▶ _MATERIAL SHOWN_
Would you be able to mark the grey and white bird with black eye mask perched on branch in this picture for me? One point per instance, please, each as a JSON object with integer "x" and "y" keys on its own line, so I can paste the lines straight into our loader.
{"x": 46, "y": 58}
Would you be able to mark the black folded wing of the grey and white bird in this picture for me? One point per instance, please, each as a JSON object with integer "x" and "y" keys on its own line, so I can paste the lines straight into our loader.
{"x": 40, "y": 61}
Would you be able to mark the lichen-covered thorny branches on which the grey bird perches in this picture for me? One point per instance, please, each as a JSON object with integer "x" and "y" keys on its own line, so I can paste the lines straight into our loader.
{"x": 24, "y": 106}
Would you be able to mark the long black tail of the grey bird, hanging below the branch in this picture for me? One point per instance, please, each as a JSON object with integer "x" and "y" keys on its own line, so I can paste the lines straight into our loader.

* * *

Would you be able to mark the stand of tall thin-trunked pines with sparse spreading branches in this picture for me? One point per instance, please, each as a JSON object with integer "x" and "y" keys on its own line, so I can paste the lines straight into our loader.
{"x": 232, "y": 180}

▶ _WHAT YOU ARE ASKED TO DO_
Set down only the lines above that fall between the line holding "Would you be able to mark the black" and the line holding "Would you be able to mark the long", inclusive, keeping each exact.

▶ _RESPONSE TO THE TASK_
Would you be able to mark the black folded wing of the grey and white bird in this picture for me? One point per instance, please, each as a JSON object with integer "x" and "y" keys on its own line, so I can paste the lines straight into our loader.
{"x": 40, "y": 61}
Would you be able to mark the lichen-covered thorny branches on which the grey bird perches in this picture for me? One point per instance, please, each as a JSON object with integer "x" and "y" keys on its own line, so I can paste the lines straight into our loader.
{"x": 24, "y": 106}
Would you be able to mark the long black tail of the grey bird, hanging below the branch in this picture for me? One point per instance, please, each as a JSON object with integer "x" and "y" keys on its own line, so I can paste the lines straight into our loader.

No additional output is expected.